# Erster Bootskauf: Worauf muss ich achten?



## Nachtschwärmer78 (20. Oktober 2015)

Hallo!

Nachdem ich jetzt seit gut einem halben Jahr in Norwegen lebe, wird es langsam Zeit, für mein (allererstes) eigenes Boot!

Da Norwegen bekanntlich kein billiges Pflaster ist und ich einen fast komplett neuen Hausstand brauche, ist das Budget leider seeehr begrenzt!
(Eigentlich sollte ich jetzt an so was, so kurz vor dem Winter, gar nicht denken...|rolleyes)

Aber ich schau halt, vom Wohnzimmer aus, direkt auf den Fjord und kann nicht raus...:c
:mEs ist also quasi höhere Gewalt, die mich zwingt!!! #c

Jetzt bin ich über ein Angebot gestolpert, das mir nach einem echten Schnäppchen aussieht:
Ein 16ft Askeladden (Bj 88) mit 30PS Außenborder (Evinrude).
Das Boot hat eine kl. Schlupfkajüte und ein Stoffverdeck.
Kostenpunkt: 16 000 Kr (ca.2000€)

Für das Geld gibt es in der Klasse zwar etliche Angebo(o)te, aber in dem Fall ist ein Trailer (und ein Echolot) inclusive...
Auf den Fotos macht es, im Vergleich zu den meisten  anderen Angeboten, einen äußerst(!) gepflegten Eindruck!

Da es auch noch halbwegs in meiner Nähe ist, bin ich also drauf und dran, sofort zuzuschlagen...|rolleyes


Jetzt hab ich von Booten (und Außenbordern) halt leider (noch) so gut wie gar keine Ahnung...;+

Natürlich ist mir klar, daß Reparaturen aller Art auf mich zukommen  werden!
(Keine Sorge, handwerklich bin ich eigentlich recht fit..)!

Aber ich möchte ein Boot, mit dem ich, die nächsten ein, zwei Jahre, mehr Zeit auf dem Wasser als in der Werkstatt verbringe...

Also meine Frage an Euch:
:mAuf was muss ich bei der Besichtigung achten, um keinen versteckten Totalschaden zu übersehen???

|kopfkrat
Ich denk da z.B. an Osmoseschäden (unter der rel. frischer Farbe) oder einen Motor in den letzten Zügen...

Da das Boot an Land steht, kann ich es wahrscheinlich nicht probefahren.
Motor würde ich wohl (z.B. in einer mitgebrachten Mörtelwanne) mal laufen lassen.

Was wären Gründe, um auf jeden Fall von einem Kauf abzusehen?

Bin für jeden Tipp, so banal er für erfahrenere Bootsführer, auch klingen mag dankbar...

Grüße
|wavey:


----------



## Dorschbremse (20. Oktober 2015)

---*---

▶ AUFGABE 1: Prüfe bitte anhand des Textes zum ersten Bootskauf, ob die Aussagen (a) Der Außenborder des angebotenen Bootes ist von Evinrude, (b) Für den Trailer muss zusätzlich bezahlt werden, (c) Eine Probefahrt auf dem Wasser ist fest eingeplant zutreffen, und belege jedes Ja oder Nein mit den entscheidenden Worten des Textes.
▶ AUFGABE 2: Schreibe den Text zum ersten Bootskauf weiter, beginnend mit der Wortmeldung, die unter der letzten Überschrift folgt.

---*---

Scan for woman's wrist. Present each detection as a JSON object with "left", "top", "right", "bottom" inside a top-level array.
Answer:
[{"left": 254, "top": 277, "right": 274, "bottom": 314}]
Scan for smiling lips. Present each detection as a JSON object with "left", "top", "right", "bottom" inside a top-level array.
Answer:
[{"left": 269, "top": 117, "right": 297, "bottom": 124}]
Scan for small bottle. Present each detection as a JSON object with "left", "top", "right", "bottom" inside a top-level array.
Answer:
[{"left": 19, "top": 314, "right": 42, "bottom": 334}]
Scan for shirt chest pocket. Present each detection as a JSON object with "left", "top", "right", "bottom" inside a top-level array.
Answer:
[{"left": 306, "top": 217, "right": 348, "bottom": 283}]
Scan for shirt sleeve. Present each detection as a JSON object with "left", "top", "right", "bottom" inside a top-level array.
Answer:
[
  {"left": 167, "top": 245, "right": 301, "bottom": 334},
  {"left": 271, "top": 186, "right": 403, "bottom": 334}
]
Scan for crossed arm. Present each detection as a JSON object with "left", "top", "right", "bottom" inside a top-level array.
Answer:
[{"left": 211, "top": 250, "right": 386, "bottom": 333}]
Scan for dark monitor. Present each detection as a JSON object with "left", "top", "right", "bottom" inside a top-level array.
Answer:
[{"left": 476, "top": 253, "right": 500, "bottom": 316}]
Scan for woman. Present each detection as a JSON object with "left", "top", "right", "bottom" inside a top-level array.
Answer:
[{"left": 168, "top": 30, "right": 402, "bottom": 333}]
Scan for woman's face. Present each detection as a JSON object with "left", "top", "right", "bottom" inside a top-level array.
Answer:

---*---

▶ ANTWORT 1:
(a) Ja: „mit 30PS Außenborder (Evinrude)“
(b) Nein: „aber in dem Fall ist ein Trailer (und ein Echolot) inclusive“
(c) Nein: „Da das Boot an Land steht, kann ich es wahrscheinlich nicht probefahren.“

▶ ANTWORT 2:
*AW: Erster Bootskauf: Worauf muss ich achten?*

1.Jemanden mitnehmen, der Ahnung hat und nicht geil auf dieses Boot ist- sonst sieht man zu sehr durch die rosa Brille. 

2.Kein Kauf ohne Probefahrt - nur so entdeckst Du Probleme mit der Lenkung,  Propellernabe, Propellerwelle oder strukturelle Rumpfschäden (knacken,  verwinden) 

3.Finger weg von Booten, die frisch gemacht sind. Sowas wird sonst erst zum Frühjahr hin getan... für sich selbst.... ansonsten ists zu 75% ne Verkaufslackierung!


----------



## Tuempelteddy (20. Oktober 2015)

*AW: Erster Bootskauf: Worauf muss ich achten?*

Hei Nachtschwärmer,

meinst du dieses Boot?

Sieht für mich recht gut aus. 
Da es ja noch auf dem Trailer liegt, dürfte 'ne Probefahrt wohl auch kein Problem sein.

Den 30 PS-er in 'ner Mörtelwanne zu testen stell dir nicht so einfach vor. 

Torsten


----------



## Ossipeter (20. Oktober 2015)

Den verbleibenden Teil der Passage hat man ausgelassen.